─── Page text ───

My children were driving with their governess to the Luneta one evening, when two caromatas came tearing down behind them, each driver hurling imprecations at the other and paying no attention to what was ahead of him. The result was a violent collision. The two caromatas went plunging on, the cocheros not stopping to see what damage they might have done—which was very characteristic—and the children narrowly escaped a serious accident. Charlie was hurled out and fell under the children's calesa and Robert and Helen both declare they felt a sickening jolt as a wheel passed over him. The baby, too, vowed that the calesa "went wight over me, wight dere," indicating a vital spot; but upon the closest examination we could discover nothing more serious than a few bruises. However, it made us very much afraid to trust the children out alone.

─── Source data ───

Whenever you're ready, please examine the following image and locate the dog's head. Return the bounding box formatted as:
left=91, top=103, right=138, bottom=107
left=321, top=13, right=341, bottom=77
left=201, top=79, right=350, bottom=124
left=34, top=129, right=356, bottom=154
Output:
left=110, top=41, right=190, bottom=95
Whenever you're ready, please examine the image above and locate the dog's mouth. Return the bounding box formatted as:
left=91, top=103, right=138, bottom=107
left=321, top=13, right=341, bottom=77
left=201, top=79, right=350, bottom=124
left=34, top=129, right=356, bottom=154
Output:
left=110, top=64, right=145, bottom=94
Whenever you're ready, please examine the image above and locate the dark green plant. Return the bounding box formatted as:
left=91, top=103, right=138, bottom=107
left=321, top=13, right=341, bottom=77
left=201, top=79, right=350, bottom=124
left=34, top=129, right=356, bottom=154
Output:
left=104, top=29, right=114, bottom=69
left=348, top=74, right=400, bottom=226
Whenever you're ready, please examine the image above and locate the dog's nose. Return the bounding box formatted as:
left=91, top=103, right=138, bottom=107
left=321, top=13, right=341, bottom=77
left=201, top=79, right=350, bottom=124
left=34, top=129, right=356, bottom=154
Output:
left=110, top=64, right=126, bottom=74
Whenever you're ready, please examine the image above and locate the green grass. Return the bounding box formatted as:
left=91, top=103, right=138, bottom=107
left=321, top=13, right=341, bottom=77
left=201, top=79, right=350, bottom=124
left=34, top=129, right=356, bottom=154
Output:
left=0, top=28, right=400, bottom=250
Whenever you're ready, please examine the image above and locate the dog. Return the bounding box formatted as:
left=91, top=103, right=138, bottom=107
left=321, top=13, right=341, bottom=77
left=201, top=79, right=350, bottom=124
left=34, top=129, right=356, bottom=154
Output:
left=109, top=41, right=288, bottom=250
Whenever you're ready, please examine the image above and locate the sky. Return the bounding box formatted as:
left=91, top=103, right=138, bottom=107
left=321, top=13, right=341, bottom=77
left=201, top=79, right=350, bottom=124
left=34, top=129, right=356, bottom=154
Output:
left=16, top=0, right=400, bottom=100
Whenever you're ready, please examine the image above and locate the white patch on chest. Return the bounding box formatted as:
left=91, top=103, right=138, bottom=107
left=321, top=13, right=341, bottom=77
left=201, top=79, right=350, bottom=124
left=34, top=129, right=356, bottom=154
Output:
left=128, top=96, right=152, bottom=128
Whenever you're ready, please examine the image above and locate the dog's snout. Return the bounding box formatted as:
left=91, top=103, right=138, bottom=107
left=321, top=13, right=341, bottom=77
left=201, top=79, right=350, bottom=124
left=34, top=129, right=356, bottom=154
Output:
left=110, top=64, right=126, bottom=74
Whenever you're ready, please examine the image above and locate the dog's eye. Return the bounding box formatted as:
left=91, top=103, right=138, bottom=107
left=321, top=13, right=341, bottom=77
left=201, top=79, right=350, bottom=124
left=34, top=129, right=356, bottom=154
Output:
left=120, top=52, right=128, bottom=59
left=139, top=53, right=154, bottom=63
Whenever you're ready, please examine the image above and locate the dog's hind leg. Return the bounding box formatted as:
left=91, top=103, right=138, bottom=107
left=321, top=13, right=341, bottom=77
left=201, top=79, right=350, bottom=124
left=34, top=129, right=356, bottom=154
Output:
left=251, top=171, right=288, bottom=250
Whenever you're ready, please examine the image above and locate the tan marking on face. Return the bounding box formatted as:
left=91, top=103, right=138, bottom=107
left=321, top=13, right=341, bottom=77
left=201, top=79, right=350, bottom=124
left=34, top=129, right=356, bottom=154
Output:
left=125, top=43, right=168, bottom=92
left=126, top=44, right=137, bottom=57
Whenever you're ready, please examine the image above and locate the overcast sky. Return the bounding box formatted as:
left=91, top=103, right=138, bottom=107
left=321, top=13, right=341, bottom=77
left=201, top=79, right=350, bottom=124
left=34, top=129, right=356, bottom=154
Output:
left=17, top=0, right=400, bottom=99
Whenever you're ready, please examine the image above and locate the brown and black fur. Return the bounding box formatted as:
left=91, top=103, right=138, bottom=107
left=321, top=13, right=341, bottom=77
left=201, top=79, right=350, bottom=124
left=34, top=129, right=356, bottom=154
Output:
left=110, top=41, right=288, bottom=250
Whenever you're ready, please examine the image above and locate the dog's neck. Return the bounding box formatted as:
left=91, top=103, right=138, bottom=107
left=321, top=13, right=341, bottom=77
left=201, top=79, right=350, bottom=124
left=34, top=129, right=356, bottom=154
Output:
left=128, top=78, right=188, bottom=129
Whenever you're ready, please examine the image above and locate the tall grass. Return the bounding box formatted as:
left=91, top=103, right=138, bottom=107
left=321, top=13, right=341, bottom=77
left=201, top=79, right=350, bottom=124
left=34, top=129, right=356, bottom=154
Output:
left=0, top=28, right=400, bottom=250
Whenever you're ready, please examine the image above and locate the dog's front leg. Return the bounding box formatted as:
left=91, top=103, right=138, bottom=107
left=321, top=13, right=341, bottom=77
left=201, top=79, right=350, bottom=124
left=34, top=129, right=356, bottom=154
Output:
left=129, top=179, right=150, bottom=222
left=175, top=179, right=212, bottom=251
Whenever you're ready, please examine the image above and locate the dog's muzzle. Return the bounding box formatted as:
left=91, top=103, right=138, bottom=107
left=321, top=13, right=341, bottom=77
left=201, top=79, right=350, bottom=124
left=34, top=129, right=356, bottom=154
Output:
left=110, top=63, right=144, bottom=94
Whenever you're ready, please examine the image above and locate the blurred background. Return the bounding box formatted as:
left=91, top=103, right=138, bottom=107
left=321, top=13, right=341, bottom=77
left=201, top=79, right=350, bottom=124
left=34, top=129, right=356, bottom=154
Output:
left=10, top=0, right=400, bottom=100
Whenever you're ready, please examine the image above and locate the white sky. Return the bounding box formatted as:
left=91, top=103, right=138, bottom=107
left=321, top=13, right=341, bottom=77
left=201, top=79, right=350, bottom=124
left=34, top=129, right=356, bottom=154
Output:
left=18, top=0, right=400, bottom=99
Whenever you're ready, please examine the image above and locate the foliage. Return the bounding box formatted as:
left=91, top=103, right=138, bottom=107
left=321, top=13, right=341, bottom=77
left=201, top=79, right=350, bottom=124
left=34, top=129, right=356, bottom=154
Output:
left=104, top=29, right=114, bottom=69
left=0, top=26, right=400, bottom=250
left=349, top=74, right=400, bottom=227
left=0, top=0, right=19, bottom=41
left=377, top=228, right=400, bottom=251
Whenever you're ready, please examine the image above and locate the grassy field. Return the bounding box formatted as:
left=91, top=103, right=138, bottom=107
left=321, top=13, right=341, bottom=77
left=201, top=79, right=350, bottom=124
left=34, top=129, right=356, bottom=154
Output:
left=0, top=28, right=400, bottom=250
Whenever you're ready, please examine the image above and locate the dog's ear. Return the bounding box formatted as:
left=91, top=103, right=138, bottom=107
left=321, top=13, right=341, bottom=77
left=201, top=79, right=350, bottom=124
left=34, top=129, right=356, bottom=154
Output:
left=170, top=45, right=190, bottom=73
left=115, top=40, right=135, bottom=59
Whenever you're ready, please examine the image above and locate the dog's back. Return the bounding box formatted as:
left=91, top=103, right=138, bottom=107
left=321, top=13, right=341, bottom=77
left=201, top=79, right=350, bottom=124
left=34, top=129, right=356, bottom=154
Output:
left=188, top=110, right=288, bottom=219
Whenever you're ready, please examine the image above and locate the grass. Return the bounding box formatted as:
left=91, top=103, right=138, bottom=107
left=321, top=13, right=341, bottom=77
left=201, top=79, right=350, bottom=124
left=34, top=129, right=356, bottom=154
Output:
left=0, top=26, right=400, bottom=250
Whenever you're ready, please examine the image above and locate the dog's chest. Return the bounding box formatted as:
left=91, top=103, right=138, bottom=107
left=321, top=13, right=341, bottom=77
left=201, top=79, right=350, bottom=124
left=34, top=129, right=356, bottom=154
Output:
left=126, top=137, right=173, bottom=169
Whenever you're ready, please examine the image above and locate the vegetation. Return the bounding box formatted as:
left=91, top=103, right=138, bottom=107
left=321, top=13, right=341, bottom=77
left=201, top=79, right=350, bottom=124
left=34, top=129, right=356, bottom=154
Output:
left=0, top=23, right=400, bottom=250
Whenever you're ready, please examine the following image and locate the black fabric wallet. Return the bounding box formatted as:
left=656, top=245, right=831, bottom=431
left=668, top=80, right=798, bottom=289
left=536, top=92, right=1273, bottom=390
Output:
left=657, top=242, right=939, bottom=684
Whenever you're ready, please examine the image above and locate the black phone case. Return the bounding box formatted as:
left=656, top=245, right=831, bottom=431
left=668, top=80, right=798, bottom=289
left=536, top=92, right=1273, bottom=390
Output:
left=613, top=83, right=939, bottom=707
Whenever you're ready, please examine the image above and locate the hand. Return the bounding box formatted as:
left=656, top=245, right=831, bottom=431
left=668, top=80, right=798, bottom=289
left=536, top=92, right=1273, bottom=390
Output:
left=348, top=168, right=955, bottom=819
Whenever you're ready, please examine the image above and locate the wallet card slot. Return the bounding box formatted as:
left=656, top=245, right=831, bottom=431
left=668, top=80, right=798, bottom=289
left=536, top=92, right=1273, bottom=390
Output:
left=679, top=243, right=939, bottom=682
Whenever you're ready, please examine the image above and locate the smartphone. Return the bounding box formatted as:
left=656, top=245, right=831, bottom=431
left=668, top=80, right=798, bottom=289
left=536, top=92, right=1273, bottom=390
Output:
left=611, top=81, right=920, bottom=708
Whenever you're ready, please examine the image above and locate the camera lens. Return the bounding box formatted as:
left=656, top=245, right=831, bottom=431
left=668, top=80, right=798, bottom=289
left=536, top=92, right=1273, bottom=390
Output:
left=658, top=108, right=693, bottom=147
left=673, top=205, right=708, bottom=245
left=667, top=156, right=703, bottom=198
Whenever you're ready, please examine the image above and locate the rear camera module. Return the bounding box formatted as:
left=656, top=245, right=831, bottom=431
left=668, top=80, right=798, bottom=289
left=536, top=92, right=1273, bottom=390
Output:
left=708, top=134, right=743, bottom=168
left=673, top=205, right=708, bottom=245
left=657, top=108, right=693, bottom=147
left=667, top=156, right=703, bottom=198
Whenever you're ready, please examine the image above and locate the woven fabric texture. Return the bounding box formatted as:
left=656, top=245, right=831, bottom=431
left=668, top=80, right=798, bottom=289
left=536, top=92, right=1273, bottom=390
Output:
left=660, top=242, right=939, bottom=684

───

> Direction 1:
In the passage about the carriage collision on the way to the Luneta, who was hurled out and fell under the children's calesa?
> Direction 2:
Copy the listing word for word, covering the stretch from its first line through the line that contains "left=110, top=41, right=190, bottom=95", with both ends included.

> Full solution 1:
Charlie

> Full solution 2:
Whenever you're ready, please examine the following image and locate the dog's head. Return the bounding box formatted as:
left=91, top=103, right=138, bottom=107
left=321, top=13, right=341, bottom=77
left=201, top=79, right=350, bottom=124
left=34, top=129, right=356, bottom=154
Output:
left=110, top=41, right=190, bottom=95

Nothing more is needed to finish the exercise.